QUESITI E COMPITI:
1. Indichi se ciascuna affermazione concorda con l'articolo sul Gran Premio di Ungheria 2024, rispondendo sì o no e citando le parole del testo che lo stabiliscono: (a) Piastri è partito meglio di Norris; (b) Verstappen ha mantenuto la posizione guadagnata su Norris; (c) alla prima sosta è stato Piastri a entrare per primo ai box.
2. Risponda alle seguenti domande sull'articolo relativo al Gran Premio di Ungheria 2024:
(a) A quanti giri dalla conclusione ha rallentato Norris?
(b) Di quale gara Norris viene indicato come vincitore?
(c) Quanti giri dopo Norris si è fermato ai box Piastri alla fine del secondo stint?
3. Prosegua l'articolo sul Gran Premio di Ungheria 2024 a partire dall'ultima frase riportata.

Cool down lap | Budapest 2024

La differenza tra l'avere una macchina veloce e il non averla

Non l’avrebbero fatto tutti. Non è da tutti. Nella situazione in cui si è trovato, con la testa della corsa – il Gran Premio di Ungheria, Budapest, 2024 – sigillata da sei secondi di distacco. Lando Norris è stato ai patti, ha rallentato a tre giri dalla conclusione, tra l’ultimo settore e il rettilineo del traguardo, e tra tutte le cose ha preferito mantenere l’armonia in una squadra che, apprestandosi a vincere la sua seconda gara stagionale, non aveva proprio bisogno di zizzania da estirpare. Ma che ha fatto di tutto per seminarla.

Oscar Piastri è partito meglio del compagno, si è preso la testa assicurandosi l’interno di curva 1, mentre Norris si faceva sfilare da Max Verstappen il quale, utilizzando la via di fuga asfaltata ha potuto superare il vincitore di Miami 2024. Posizione subito restituita, su consiglio della sua squadra, onde evitare penalizzazioni. E quindi McLaren in prima e seconda posizione, ma ad alfieri invertiti. Sembrava, era, tutto sotto controllo, ma il complesso d’inferiorità in cui continua a trovarsi la squadra di Andrea Stella ha reso un cubo di Rubik il più facile dei rompicapi.

E questo lo si è potuto capire sin dalla prima sosta, quando al posto di fermare ai box il leader della corsa è stato Norris a imboccare per primo la stessa, con Piastri pittato subito dopo. In questo caso, posizioni invariate. Ma è dalla fine del secondo stint che è cominciato il teatrino più ridicolo di cui si ha memoria, almeno per quanto concerne la gestione dei piloti e della situazione tutta. Stessa dinamica, con Lando ai box prima e Oscar a “reagire” due giri dopo. L’effetto dell’undercut permette all’inglese d’issarsi al comando.

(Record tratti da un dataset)
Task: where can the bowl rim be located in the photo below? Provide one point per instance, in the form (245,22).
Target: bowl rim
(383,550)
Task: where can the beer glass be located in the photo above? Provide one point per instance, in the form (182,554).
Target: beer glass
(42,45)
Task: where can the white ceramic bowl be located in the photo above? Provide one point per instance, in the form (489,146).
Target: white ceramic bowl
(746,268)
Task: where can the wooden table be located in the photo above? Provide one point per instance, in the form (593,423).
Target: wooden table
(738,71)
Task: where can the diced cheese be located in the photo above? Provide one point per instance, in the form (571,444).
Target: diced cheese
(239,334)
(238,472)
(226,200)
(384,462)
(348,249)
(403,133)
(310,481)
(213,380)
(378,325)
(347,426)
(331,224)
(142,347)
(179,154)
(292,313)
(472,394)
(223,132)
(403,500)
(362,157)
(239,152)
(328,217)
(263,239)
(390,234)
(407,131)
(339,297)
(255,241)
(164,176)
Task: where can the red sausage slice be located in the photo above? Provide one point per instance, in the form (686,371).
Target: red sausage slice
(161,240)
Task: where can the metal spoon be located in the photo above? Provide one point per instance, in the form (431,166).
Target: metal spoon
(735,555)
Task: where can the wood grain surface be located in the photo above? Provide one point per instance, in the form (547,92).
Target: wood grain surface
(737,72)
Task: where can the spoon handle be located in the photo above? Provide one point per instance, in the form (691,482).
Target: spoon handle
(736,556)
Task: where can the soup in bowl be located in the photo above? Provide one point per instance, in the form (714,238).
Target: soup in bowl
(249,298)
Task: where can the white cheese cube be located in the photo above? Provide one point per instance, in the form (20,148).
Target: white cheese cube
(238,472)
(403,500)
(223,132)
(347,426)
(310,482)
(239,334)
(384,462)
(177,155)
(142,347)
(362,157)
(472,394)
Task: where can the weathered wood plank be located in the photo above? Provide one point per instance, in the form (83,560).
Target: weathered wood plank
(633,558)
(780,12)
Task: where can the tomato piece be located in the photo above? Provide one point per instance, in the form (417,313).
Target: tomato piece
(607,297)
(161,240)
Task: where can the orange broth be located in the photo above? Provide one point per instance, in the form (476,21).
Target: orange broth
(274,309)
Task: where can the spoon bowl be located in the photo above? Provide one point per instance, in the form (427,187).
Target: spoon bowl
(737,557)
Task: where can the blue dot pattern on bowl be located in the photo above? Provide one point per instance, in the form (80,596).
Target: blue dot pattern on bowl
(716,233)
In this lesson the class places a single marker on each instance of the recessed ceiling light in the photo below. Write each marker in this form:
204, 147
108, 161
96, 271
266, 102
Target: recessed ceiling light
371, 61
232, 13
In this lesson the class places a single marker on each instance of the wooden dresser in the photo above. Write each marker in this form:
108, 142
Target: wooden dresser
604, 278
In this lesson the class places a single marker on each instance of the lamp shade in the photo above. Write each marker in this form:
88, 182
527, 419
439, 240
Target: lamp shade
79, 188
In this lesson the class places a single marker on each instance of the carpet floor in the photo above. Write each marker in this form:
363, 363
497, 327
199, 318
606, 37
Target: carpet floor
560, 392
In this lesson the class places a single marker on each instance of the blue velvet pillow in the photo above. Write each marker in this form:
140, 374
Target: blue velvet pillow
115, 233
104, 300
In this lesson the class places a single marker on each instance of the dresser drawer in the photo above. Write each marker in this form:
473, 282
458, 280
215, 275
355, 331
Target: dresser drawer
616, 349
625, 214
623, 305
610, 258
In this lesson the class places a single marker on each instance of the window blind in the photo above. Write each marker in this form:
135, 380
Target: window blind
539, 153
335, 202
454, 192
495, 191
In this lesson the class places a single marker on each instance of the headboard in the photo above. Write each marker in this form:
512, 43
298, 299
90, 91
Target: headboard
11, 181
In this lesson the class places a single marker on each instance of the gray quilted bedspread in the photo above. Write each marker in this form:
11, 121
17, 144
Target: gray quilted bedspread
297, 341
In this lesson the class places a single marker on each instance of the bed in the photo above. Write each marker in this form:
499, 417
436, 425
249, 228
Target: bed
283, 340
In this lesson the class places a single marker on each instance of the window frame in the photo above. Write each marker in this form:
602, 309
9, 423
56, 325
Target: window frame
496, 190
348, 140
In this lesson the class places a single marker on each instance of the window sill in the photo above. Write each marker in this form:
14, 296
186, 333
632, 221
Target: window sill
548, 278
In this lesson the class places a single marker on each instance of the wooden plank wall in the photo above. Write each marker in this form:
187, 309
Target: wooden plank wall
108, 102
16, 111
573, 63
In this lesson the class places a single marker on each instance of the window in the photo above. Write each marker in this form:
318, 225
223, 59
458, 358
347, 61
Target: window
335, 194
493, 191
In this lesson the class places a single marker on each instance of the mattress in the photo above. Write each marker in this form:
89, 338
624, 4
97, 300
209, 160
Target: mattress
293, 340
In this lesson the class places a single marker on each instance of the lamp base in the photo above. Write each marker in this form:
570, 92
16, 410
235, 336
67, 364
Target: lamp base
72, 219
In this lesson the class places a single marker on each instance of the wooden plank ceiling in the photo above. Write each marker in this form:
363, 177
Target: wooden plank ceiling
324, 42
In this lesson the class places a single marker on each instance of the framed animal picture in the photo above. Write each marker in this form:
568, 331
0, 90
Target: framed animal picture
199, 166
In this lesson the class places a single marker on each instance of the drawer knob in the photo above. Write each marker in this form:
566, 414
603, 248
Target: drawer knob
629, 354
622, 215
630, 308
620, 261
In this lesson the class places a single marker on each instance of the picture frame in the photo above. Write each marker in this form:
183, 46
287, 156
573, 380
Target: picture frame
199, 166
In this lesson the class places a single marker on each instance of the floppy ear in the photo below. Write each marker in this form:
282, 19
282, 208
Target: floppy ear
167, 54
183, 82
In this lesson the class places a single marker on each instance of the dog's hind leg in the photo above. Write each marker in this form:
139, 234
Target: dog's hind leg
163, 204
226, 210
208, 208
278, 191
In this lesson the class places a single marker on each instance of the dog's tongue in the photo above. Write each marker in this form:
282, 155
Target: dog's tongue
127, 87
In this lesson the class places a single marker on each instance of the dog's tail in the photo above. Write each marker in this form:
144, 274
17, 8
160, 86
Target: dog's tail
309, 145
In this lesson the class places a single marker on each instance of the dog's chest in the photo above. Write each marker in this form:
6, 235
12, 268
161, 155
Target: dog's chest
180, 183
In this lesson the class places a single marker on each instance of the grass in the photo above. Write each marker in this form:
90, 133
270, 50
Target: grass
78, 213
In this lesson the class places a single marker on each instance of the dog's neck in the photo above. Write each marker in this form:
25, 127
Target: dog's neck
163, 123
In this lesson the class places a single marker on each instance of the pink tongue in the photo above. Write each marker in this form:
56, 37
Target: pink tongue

RISPOSTE IN SEQUENZA:
1.
(a) Sì: «Oscar Piastri è partito meglio del compagno».
(b) No: «Posizione subito restituita».
(c) No: «è stato Norris a imboccare per primo la stessa, con Piastri pittato subito dopo».

2.
(a) A tre giri dalla conclusione.
(b) Del Gran Premio di Miami 2024.
(c) Due giri dopo.

3.
Da quel momento Will Joseph, ingegnere di pista di Norris, inizia a subissare il proprio pilota di messaggi, circa la gestione delle gomme, ricordandogli cosa si erano detti prima della gara, sulla Pirelli che fosse preoccupata della durata delle sue coperture, che per il campionato avesse bisogno della squadra. Eccetera, eccetera. Imbarazzante. Tutto questo per (non) dire: “rispetta gli ordini”. Norris, dopo averci pensato un po’ su, decide di lasciare sfilare l’australiano, involatosi verso il primo successo stagionale, e della sua carriera, in F1. Il primo nato nel ventunesimo secolo a farlo, il quinto australiano dopo, nell’ordine, Jack Brabham, Alan Jones, Mark Webber (suo manager) e Daniel Ricciardo.

Vittoria più che meritata, su questo non ci devono essere dubbi. Che invece iniziano a sorgere quando nel post gara Andrea Stella dichiara che avevano deciso di fermare prima Norris per difendersi da eventuali undercut dei rivali. Peccato che questi rivali si trovassero a diversi secondi dai papaia. Per quanto abbiano tentato di azzerare i rischi, posto che avrebbero dovuto suicidarsi per perdere quelle prime due piazze, per farlo avevano creato una situazione non proprio simpatica. Anzi, decisamente antipatica, che avrebbe aperto un caso che Norris ha evitato di aprire. Si è detto che i campioni non sono così, che hanno altre caratteristiche, un carattere forte e spigoloso, tanti nemici e nessun amico. E che quindi Norris non è un campione. E invece Norris è stato proprio un campione: un personaggio che è andato oltre il semplice successo.

A differenza di chi di corse ne ha vinte più di sessanta, e di podi collezionati più di cento. Max Verstappen si è messo in mostra in uno spettacolo a dir poco raccapricciante. Siccome le cose non stavano andando come desiderava, l’olandese ha ben pensato d’inveire alla radio con offese di ogni tipo verso la propria squadra. Proprio quella squadra che gli ha permesso di diventare un vincente. Ma non un Campione, con la lettera maiuscola, che probabilmente non sarà mai. Il suo castello di certezze, improvvisamente crollato dinanzi una vettura più veloce della sua (posto che per perdere il campionato deve succedere l’imponderabile), ha aperto le danze a un isterismo incontrollato, vergognosamente infantile e irritante come poco. E giustamente, Gianpiero Lambiase non ne ha potuto più di sentirselo nelle orecchie. In quel momento è stato portavoce di milioni di persone, della sua dignità e di quella di una squadra.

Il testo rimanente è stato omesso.